>>>

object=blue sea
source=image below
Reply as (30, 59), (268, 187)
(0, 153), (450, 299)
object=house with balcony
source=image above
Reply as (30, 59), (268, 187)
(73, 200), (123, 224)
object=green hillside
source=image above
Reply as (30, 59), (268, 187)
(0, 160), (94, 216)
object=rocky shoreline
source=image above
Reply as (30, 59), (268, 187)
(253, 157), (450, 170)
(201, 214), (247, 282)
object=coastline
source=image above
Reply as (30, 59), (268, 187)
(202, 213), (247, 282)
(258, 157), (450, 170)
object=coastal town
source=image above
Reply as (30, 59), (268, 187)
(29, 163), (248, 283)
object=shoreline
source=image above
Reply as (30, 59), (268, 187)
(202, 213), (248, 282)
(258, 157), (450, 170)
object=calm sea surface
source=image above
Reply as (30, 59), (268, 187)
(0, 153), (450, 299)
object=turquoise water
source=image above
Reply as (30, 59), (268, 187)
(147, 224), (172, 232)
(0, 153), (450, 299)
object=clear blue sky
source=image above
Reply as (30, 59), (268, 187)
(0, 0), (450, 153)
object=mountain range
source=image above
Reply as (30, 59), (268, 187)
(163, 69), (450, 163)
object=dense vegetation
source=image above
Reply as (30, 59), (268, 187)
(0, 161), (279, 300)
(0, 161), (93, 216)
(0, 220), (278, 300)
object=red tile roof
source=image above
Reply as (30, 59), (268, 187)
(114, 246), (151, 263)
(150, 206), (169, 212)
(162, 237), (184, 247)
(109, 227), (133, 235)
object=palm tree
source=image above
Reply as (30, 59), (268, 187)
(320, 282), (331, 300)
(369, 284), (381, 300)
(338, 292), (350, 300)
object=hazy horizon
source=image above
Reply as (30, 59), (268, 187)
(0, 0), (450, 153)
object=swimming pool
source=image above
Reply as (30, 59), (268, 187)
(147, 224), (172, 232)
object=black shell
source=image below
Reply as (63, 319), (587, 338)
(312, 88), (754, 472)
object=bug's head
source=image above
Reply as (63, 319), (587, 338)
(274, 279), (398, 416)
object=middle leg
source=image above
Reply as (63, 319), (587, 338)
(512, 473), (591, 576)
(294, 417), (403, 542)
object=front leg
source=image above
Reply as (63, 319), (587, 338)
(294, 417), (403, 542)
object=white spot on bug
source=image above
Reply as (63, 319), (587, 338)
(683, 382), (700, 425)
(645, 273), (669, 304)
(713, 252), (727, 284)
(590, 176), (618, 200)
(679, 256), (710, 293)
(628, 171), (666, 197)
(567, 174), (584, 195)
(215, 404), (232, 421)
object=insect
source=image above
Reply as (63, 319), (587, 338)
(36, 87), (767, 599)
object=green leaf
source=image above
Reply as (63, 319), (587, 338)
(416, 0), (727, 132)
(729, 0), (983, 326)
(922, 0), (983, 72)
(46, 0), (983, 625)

<<<

Problem to solve: Retype every one of the entries above, keeping each line unchanged.

Output of the exercise:
object=blue sea
source=image below
Reply as (30, 59), (268, 187)
(0, 153), (450, 299)
object=house with balcony
source=image above
Reply as (30, 59), (268, 187)
(73, 200), (123, 224)
object=green hillside
source=image above
Reply as (30, 59), (268, 187)
(0, 160), (94, 216)
object=rocky shoreline
source=image above
Reply as (30, 59), (268, 187)
(253, 157), (450, 170)
(201, 214), (247, 282)
object=coastline
source=image above
Reply as (30, 59), (268, 187)
(202, 213), (247, 282)
(258, 157), (450, 170)
object=coastal town
source=image above
Reply as (30, 59), (268, 187)
(29, 163), (248, 283)
object=shoreline
source=image above
Reply as (30, 59), (268, 187)
(202, 213), (248, 282)
(258, 157), (450, 170)
object=calm sea surface
source=image above
Reply as (30, 59), (268, 187)
(0, 153), (450, 299)
object=turquoise water
source=image above
Reply as (30, 59), (268, 187)
(147, 224), (172, 232)
(0, 153), (450, 299)
object=clear blue sky
source=image above
Reply as (30, 59), (268, 187)
(0, 0), (450, 153)
object=mountain range
source=image above
Reply as (30, 59), (268, 187)
(163, 69), (450, 163)
object=dense vegetation
source=image above
Reply as (30, 59), (268, 187)
(0, 161), (279, 300)
(0, 161), (93, 216)
(0, 220), (278, 300)
object=red tile roof
source=image above
Reply as (30, 59), (268, 187)
(114, 246), (151, 263)
(150, 206), (169, 212)
(162, 237), (184, 247)
(109, 227), (133, 235)
object=palm tree
source=image above
Reply as (30, 59), (268, 187)
(320, 282), (331, 300)
(369, 284), (381, 300)
(338, 292), (350, 300)
object=hazy horizon
source=image above
Reply as (30, 59), (268, 187)
(0, 0), (450, 153)
object=swimming pool
source=image above
Reply as (30, 59), (268, 187)
(147, 224), (172, 232)
object=black shell
source=image below
Reply as (63, 319), (587, 338)
(312, 88), (754, 472)
object=bug's head
source=image above
Reply as (63, 319), (587, 338)
(274, 279), (398, 416)
object=middle leg
source=image above
Reply as (63, 319), (587, 338)
(512, 473), (591, 576)
(294, 417), (403, 542)
object=front leg
source=image above
Reply as (63, 319), (587, 338)
(294, 417), (403, 542)
object=white spot on bug
source=image above
Reply as (63, 319), (587, 338)
(683, 382), (700, 425)
(645, 273), (669, 304)
(713, 252), (727, 284)
(590, 176), (618, 200)
(679, 256), (710, 293)
(628, 171), (666, 197)
(567, 174), (584, 195)
(215, 404), (232, 421)
object=insect
source=image above
Reply as (63, 319), (587, 338)
(36, 87), (767, 599)
object=green leaf
source=image above
Reply as (63, 319), (587, 338)
(416, 0), (727, 132)
(729, 0), (983, 326)
(922, 0), (983, 72)
(46, 0), (983, 625)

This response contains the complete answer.